**ARTICLE:**
Linear stability analysis fails to determine the local stability property of a non-hyperbolic equilibrium point as there is a emergence of a centre subspace (other than stable and unstable subspace) of the linearized system corresponding to the eigenvalue whose real part is zero. Centre manifold of the corresponding nonlinear system may not be unique. So, what is the exact procedure to analyze such kind of situation?
The short answer is that there is no "exact" procedure for analyzing non-hyperbolic equilibrium points. However, there are some work using blowing up/down methods. You may look at this methods in a differential equation literature. You can check the way we used in one of our paper. "Bifurcations and global dynamics in a predator–prey model with a strong Allee effect on the prey, and a ratio-dependent functional response." P Aguirre, JD Flores, E González-Olivares - Nonlinear Analysis: Real World Applications, 2014. In this paper we analyzed the stability of the origin using blow up/down techniques.
You are welcome! We have used that technique basically to de-singularize the origin in some of our models.
Okay sir. I will read your article carefully and try to understand the technique. Thanks for your assistance.
I follow this procedure in this article no hyperbolic equilibra in the three charged body problem , blow up is other good possibility.
Here is a couple of references where there is a comprehensive analysis of the non-hyperbolic singularity.
- F. Berezovskaya, G. Karev, R. Arditi, Parametric analysis of the ratio-dependent predator–prey model, J. Math. Biol. 43 (2001) 221–246.

**EXERCISES:**
1 > In the thread on non-hyperbolic equilibrium points, which journal published the paper on a predator–prey model with a strong Allee effect, and in what year?
2 > List every author named in the two papers cited in the thread on non-hyperbolic equilibrium points.

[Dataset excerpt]
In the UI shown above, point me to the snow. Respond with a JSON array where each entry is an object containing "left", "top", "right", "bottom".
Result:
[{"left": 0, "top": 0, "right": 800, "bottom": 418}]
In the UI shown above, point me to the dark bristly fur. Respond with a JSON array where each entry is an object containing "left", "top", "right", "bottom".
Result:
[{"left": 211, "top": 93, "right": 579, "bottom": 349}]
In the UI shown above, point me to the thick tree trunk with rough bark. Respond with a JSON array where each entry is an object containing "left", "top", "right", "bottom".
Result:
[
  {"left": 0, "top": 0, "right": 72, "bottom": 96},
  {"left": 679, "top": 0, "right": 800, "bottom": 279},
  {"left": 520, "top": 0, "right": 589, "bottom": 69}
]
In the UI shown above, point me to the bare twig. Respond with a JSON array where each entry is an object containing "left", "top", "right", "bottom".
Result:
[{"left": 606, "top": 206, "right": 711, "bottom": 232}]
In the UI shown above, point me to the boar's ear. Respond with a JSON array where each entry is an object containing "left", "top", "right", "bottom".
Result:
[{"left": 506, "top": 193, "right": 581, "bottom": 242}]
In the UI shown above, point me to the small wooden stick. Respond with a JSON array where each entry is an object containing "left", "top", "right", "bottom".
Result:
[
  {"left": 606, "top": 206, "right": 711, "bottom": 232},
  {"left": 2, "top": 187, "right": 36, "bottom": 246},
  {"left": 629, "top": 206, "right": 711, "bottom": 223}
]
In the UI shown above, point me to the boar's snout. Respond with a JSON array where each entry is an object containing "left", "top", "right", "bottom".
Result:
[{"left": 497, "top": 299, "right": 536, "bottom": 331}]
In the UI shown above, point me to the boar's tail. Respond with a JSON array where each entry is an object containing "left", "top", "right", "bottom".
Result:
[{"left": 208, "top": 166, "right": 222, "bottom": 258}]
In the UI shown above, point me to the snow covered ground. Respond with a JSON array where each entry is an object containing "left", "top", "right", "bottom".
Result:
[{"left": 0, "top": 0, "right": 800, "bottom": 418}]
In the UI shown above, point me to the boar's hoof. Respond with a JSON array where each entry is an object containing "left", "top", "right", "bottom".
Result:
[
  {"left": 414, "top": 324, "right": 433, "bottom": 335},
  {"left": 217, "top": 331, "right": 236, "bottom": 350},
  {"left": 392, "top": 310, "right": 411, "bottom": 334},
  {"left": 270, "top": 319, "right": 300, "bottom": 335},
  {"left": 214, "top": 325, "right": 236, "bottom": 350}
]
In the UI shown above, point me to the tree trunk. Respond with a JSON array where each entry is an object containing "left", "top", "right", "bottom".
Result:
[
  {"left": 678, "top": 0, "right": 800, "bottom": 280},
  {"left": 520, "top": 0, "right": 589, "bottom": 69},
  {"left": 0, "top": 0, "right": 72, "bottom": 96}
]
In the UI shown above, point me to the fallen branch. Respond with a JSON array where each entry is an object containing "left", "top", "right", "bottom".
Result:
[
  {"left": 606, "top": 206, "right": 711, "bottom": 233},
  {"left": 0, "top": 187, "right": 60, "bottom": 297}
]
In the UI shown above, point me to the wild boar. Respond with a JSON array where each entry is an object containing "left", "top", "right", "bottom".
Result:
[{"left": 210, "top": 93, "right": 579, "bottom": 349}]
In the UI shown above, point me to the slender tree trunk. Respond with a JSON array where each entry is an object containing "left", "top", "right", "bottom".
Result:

**EXERCISE RESULTS:**
1 > Nonlinear Analysis: Real World Applications, 2014.

2 > P Aguirre, JD Flores, E González-Olivares, F. Berezovskaya, G. Karev, R. Arditi